§ **WHAT IS EXPECTED**
Please output the entries below from the line that contains "If you could identify the man in this" through the final line, reproduced exactly and alone.
--- START OF RECORDS SUPPLIED ---
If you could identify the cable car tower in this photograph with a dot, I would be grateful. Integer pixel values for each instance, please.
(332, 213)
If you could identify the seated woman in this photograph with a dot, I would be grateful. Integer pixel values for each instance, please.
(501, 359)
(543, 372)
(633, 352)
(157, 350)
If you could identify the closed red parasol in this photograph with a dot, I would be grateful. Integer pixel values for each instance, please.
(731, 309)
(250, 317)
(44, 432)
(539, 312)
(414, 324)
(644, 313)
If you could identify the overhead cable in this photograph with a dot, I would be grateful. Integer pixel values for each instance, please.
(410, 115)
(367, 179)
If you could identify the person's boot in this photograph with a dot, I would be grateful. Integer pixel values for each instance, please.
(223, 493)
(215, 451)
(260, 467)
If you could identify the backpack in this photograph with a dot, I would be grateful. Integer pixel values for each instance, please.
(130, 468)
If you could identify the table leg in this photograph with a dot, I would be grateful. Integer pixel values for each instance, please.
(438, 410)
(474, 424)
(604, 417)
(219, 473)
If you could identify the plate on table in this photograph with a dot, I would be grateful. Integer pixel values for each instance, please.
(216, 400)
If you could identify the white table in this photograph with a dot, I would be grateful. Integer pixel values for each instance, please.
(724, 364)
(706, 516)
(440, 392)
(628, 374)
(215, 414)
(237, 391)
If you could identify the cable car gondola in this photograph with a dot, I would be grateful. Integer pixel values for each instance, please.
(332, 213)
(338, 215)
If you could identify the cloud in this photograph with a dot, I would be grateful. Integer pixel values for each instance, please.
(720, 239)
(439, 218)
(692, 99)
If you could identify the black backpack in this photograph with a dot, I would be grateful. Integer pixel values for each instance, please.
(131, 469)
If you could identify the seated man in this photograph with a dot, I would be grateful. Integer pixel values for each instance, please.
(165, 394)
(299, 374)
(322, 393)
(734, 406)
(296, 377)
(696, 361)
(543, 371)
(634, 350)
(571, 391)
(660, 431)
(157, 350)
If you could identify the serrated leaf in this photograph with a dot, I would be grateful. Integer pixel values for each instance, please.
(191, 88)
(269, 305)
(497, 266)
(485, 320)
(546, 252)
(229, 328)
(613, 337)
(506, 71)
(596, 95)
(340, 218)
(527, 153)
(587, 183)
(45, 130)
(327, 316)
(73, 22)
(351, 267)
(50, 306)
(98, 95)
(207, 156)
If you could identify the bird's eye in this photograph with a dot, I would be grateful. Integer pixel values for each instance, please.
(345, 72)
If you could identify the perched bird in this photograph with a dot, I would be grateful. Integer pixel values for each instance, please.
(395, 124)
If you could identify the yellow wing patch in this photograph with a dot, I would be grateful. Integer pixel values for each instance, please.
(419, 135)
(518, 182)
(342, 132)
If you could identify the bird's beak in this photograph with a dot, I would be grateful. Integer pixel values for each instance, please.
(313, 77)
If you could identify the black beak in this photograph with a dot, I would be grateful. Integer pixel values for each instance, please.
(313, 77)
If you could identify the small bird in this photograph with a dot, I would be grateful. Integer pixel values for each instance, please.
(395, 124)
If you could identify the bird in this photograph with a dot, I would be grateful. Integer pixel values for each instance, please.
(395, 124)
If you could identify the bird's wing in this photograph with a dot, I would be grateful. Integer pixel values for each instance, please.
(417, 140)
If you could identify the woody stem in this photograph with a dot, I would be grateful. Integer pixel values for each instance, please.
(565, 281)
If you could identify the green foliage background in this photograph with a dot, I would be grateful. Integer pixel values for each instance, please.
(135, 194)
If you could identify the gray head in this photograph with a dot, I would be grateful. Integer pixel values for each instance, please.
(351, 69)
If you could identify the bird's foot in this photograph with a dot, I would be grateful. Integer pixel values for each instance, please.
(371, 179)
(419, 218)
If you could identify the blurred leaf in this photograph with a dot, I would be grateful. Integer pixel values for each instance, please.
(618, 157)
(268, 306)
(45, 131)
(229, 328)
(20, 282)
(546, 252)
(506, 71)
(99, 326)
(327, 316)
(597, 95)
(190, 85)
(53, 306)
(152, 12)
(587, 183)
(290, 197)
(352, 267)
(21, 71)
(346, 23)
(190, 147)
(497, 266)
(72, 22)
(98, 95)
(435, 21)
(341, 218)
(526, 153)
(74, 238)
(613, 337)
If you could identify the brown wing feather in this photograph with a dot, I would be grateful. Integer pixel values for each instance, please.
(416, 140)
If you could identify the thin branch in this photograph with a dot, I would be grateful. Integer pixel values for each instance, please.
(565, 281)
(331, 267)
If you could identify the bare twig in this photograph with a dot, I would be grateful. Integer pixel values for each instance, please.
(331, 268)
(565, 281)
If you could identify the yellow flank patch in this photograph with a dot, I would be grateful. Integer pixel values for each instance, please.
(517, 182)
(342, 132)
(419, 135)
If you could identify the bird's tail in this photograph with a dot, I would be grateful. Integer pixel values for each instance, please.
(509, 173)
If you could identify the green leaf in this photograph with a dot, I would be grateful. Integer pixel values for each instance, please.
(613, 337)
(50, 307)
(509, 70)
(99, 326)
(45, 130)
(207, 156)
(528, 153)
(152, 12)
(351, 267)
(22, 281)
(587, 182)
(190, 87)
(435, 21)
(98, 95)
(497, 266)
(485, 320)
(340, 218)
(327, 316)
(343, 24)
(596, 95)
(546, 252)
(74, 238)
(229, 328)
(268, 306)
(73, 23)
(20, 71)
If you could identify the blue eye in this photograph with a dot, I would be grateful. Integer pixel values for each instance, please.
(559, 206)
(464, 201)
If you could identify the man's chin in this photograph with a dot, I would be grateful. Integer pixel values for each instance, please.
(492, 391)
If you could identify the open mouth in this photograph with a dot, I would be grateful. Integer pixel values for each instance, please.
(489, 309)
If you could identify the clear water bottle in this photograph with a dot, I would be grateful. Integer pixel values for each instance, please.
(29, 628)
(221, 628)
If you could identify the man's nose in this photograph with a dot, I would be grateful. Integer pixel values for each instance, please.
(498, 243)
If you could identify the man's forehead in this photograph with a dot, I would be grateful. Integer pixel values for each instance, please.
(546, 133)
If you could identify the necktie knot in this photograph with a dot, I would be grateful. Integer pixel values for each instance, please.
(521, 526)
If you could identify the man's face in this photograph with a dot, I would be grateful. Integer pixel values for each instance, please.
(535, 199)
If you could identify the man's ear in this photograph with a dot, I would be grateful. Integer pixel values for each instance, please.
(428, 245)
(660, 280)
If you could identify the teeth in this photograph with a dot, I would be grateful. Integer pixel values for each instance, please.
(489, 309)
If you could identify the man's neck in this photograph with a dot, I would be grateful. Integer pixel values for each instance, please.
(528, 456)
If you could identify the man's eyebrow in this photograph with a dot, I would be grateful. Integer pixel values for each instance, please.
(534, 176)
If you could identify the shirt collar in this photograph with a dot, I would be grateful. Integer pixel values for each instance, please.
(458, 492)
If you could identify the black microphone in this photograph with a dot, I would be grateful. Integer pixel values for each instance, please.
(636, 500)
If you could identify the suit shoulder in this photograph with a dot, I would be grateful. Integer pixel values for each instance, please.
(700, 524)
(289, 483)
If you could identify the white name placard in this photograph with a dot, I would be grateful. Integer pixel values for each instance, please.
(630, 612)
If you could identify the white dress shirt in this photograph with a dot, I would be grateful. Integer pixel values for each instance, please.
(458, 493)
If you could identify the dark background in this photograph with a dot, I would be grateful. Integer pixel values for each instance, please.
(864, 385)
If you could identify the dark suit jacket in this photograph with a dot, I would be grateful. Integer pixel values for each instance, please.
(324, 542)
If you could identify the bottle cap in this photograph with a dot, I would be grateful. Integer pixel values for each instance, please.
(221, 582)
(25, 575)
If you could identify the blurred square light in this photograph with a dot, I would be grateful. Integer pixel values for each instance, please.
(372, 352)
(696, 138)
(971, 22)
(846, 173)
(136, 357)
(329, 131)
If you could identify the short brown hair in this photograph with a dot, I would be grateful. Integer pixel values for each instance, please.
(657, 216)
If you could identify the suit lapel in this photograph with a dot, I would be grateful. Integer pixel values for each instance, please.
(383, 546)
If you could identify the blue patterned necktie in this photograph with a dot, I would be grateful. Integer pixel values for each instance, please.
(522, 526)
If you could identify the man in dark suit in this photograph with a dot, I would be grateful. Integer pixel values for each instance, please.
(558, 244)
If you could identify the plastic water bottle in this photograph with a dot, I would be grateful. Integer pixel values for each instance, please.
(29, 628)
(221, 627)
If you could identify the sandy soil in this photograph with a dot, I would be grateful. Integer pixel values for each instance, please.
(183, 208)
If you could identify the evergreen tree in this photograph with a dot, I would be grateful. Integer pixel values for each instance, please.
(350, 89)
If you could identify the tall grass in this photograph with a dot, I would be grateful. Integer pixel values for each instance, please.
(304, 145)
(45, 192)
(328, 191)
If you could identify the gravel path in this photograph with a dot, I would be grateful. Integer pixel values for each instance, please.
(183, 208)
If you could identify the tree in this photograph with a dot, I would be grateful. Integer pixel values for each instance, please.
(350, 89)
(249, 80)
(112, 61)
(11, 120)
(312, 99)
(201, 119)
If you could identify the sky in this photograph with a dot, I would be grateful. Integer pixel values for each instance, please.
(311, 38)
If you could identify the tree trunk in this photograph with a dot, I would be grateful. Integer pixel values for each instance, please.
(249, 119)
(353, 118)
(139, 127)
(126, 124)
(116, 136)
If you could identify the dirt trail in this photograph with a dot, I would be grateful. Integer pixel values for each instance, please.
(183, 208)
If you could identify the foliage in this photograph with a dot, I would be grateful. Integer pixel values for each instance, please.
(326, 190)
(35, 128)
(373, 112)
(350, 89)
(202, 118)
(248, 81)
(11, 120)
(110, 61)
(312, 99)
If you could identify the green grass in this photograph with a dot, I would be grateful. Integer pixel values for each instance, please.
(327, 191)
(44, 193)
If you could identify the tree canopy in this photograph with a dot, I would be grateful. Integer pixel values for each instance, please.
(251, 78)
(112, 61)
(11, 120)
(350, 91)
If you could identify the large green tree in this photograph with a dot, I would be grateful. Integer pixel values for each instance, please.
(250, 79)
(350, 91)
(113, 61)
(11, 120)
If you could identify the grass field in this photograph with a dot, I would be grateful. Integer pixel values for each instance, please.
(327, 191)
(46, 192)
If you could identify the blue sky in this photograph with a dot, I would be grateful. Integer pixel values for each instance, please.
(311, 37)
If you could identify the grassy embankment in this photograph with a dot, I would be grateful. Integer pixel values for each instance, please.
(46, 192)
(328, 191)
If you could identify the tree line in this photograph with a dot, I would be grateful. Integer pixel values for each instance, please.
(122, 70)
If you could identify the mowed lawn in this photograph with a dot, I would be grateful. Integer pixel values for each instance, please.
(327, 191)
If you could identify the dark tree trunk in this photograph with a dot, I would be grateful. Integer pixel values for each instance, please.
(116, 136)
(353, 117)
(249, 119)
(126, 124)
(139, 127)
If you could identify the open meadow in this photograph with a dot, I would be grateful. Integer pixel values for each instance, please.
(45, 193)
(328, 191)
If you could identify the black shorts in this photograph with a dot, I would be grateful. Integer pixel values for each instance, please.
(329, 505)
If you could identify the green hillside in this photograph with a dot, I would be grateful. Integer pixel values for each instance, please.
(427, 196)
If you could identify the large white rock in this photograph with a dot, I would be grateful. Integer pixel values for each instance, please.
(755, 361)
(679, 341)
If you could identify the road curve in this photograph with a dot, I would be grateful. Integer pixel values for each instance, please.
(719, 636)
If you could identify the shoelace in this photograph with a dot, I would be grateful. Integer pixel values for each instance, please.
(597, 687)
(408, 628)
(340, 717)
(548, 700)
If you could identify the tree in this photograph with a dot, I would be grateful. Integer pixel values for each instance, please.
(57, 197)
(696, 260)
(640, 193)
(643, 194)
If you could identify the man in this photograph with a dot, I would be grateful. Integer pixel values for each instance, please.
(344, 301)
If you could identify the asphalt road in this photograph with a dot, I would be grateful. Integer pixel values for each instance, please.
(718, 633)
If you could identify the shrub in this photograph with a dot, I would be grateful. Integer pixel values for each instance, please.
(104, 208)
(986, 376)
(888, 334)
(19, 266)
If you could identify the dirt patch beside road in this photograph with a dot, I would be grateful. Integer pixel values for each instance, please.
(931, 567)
--- END OF RECORDS SUPPLIED ---
§ **OUTPUT OF THE TASK**
If you could identify the man in this photograph with a dot, I would be grateful. Integer pixel values for each instance, please.
(344, 301)
If you could identify the asphalt road in this photograph with a dot, I would be grateful. Integer pixel values for each instance, please.
(718, 633)
If you could identify the shrub in this photograph with a dot, I would be grateful. Integer pixel values for each instance, please.
(104, 208)
(986, 376)
(888, 334)
(19, 266)
If you could identify the dirt patch beside road in this photograph with a dot, I would be grateful. Integer pixel values for each instance, please.
(931, 567)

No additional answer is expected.